BEGIN

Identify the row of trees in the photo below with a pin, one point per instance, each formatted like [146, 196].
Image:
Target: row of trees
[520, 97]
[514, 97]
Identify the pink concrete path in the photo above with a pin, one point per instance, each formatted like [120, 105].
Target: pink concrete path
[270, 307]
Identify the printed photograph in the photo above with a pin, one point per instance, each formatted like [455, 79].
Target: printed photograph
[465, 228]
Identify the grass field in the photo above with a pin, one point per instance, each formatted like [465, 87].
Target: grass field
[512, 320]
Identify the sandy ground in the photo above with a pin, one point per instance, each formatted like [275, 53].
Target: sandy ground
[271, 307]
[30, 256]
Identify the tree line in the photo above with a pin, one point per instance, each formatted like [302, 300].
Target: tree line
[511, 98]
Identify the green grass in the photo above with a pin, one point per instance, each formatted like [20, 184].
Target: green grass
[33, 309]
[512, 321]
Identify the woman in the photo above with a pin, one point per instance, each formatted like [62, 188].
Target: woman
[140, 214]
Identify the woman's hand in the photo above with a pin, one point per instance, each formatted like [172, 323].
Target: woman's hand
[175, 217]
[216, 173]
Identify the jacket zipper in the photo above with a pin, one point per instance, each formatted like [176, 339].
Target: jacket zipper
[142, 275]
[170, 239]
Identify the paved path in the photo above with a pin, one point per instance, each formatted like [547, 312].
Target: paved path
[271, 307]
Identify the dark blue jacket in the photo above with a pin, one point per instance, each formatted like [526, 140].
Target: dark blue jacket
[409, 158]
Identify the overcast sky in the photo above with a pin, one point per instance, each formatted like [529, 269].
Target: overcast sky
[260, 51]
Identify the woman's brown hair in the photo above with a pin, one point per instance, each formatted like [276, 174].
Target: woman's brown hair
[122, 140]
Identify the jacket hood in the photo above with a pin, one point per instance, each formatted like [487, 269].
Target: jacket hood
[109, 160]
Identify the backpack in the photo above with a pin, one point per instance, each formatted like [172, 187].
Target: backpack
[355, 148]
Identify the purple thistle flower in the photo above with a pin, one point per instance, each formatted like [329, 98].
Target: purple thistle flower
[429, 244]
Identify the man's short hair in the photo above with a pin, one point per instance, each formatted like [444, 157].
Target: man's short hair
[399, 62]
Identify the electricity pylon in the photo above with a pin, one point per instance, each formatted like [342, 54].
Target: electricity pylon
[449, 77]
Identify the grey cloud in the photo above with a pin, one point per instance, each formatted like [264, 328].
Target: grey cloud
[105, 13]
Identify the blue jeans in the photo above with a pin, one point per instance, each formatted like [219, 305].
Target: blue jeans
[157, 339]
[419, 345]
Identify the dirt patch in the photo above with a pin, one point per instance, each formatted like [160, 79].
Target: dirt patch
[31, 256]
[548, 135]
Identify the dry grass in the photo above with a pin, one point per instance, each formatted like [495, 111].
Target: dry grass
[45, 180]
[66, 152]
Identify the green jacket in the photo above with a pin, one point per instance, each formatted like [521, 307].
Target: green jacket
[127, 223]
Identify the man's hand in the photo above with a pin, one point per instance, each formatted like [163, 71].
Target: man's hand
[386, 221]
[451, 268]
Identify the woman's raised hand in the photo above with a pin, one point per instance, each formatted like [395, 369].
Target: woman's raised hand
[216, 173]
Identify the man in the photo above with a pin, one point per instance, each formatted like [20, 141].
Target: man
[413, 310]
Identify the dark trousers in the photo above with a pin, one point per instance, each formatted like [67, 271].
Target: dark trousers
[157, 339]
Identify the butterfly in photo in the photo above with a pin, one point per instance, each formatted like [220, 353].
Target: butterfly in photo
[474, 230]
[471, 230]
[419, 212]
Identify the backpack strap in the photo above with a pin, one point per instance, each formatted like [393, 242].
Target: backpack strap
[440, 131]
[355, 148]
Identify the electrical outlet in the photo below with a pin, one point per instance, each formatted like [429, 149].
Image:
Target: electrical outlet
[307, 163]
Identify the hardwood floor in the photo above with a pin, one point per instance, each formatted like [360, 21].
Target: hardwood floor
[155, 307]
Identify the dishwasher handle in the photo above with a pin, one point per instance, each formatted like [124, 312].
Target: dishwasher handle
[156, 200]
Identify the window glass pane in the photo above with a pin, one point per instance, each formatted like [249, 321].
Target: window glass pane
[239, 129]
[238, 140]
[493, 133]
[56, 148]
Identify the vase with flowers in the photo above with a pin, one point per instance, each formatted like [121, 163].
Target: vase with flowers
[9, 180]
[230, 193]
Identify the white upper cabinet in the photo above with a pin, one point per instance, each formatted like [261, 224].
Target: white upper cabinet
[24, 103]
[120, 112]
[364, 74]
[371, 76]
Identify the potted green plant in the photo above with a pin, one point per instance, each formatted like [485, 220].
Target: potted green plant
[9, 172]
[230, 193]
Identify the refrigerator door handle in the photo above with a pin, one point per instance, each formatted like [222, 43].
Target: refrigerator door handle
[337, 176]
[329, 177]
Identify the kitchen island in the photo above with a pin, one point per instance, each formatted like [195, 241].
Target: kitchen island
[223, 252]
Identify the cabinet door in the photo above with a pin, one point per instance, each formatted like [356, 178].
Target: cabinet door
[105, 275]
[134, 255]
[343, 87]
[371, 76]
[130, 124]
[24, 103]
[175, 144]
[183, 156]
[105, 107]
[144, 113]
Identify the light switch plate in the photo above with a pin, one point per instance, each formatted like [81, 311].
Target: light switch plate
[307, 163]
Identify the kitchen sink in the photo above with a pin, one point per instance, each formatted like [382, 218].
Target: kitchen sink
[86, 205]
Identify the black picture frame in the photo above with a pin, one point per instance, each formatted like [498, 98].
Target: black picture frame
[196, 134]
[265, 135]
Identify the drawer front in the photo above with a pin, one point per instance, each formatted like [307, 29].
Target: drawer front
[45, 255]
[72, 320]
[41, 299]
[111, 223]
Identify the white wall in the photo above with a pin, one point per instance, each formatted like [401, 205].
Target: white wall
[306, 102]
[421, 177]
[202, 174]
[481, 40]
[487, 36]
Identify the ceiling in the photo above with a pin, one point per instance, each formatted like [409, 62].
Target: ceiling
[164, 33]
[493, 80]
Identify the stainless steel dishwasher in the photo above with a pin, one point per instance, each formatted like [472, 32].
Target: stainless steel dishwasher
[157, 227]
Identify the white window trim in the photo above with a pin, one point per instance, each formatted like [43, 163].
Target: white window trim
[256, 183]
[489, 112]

END

Report each line above containing the string "below".

YOUR RESPONSE:
Identify the row of trees in the photo below with a pin, one point per instance, each formatted like [146, 196].
Identify the electrical outlet in the photo below with a pin, one point per instance, each formatted like [429, 149].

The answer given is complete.